═════ DATA FOR THE TASK

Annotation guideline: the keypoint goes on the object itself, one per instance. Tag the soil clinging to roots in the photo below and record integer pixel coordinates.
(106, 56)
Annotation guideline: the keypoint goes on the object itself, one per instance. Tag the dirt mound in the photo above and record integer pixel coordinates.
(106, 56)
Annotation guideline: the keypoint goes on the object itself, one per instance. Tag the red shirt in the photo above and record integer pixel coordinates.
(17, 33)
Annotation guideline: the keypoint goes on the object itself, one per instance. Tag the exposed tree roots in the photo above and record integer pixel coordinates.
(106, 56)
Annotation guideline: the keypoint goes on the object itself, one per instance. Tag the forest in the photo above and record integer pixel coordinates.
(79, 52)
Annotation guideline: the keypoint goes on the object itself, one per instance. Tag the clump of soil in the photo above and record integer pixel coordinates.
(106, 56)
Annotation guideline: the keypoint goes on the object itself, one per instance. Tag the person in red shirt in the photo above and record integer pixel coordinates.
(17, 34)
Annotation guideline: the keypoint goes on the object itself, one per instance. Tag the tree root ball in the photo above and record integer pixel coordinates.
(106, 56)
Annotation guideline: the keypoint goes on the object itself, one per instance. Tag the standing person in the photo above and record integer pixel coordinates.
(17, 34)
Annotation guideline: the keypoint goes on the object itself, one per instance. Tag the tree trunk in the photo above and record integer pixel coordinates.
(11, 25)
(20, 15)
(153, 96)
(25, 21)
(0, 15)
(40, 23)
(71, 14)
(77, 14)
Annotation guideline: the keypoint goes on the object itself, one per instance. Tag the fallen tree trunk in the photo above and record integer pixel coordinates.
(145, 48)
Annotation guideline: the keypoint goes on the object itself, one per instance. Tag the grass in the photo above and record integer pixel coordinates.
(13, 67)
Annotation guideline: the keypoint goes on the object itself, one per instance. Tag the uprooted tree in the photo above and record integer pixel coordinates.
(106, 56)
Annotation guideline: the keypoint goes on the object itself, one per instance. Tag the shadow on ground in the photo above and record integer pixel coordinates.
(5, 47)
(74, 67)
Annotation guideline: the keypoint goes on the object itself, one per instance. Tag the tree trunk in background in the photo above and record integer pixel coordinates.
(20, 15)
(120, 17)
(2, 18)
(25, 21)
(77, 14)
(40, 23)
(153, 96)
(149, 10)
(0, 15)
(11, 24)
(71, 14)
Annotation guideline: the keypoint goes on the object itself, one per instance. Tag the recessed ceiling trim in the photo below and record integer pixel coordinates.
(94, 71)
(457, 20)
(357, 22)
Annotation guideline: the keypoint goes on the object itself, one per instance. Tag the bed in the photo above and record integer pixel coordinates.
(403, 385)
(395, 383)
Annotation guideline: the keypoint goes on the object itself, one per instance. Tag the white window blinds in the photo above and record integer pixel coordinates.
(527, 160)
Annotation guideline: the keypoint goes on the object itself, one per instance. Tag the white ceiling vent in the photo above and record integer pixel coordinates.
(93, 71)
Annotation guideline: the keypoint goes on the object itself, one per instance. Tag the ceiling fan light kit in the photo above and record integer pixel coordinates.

══════════

Could you update all of the lines above so that "integer pixel coordinates" becomes "whole-number pixel coordinates" throughout, with everything else left as it is?

(SOLVED EXERCISE):
Annotation guideline: the keypoint goes on the object itself, one per instance. Tag the soil clinging to roots in the photo below and record whole-number pixel coordinates.
(106, 56)
Annotation guideline: the keypoint goes on the object itself, one per instance. Tag the dirt mound in the photo above and record whole-number pixel coordinates.
(106, 56)
Annotation guideline: the keypoint goes on the object itself, one per instance. Tag the red shirt in the photo above and record whole-number pixel coordinates.
(17, 33)
Annotation guideline: the keypoint goes on the object itself, one per instance. Tag the exposed tree roots in the photo above and record whole-number pixel coordinates.
(106, 56)
Annotation guideline: the keypoint goes on the object itself, one per instance. Tag the forest in the photo above and record whole-number pixel coordinates.
(79, 52)
Annotation guideline: the keypoint goes on the object itself, one per instance. Tag the clump of soil in the photo above and record whole-number pixel coordinates.
(106, 56)
Annotation guideline: the keypoint goes on the object itself, one per instance. Tag the person in red shirt in the photo above and record whole-number pixel coordinates.
(17, 34)
Annotation guideline: the keypoint goes on the object itself, one per instance. Tag the tree root ball in the photo above and record whole-number pixel coordinates.
(106, 56)
Annotation guideline: the keypoint goes on the object itself, one per instance. Tag the standing person in the photo above and record whole-number pixel coordinates.
(17, 34)
Annotation guideline: the keypoint goes on the object itself, one per instance. Tag the tree trunk in the photo above and record whole-number pixel coordinates.
(11, 25)
(20, 15)
(153, 96)
(25, 21)
(0, 15)
(40, 23)
(71, 14)
(77, 14)
Annotation guideline: the keypoint goes on the object itself, one per instance. Tag the fallen tree trunk in the photo above and record whole-number pixel coordinates.
(145, 48)
Annotation guideline: the keypoint goes on the object itself, one per instance. Tag the grass in the photo above and record whole-number pixel coordinates.
(13, 67)
Annotation guideline: the keypoint goes on the object itself, one per instance. Tag the uprooted tree in the photo above and record whole-number pixel coordinates.
(106, 56)
Annotation guideline: the keypoint goes on the object itself, one per instance. Tag the shadow on ground in the photo above and record whole-number pixel coordinates.
(5, 47)
(74, 67)
Annotation guideline: the keypoint goes on the object itself, one per instance. Tag the tree trunk in background in the photo above and record whole-number pixel coordinates.
(20, 15)
(120, 17)
(2, 18)
(25, 21)
(77, 14)
(40, 23)
(153, 96)
(149, 10)
(0, 15)
(11, 24)
(71, 14)
Annotation guideline: the keypoint goes on the object itself, one per instance. Tag the recessed ceiling trim in the photo below and record whole-number pixel coordinates.
(94, 71)
(457, 20)
(357, 22)
Annotation guideline: the keypoint goes on the object itself, one per instance. Tag the bed in the photo above and record whole-number pixel coordinates.
(403, 385)
(395, 383)
Annotation guideline: the keypoint goes on the object itself, one per instance. Tag the white window blinds in the photo above and record whole-number pixel coordinates.
(527, 160)
Annotation guideline: the keypoint goes on the object itself, one per instance. Tag the white ceiling vent in the photo above and record whole-number pixel coordinates.
(93, 71)
Annotation guideline: the keypoint goes on the object itself, one per instance. Tag the ceiling fan light kit in the photo above and record whole-number pixel coordinates.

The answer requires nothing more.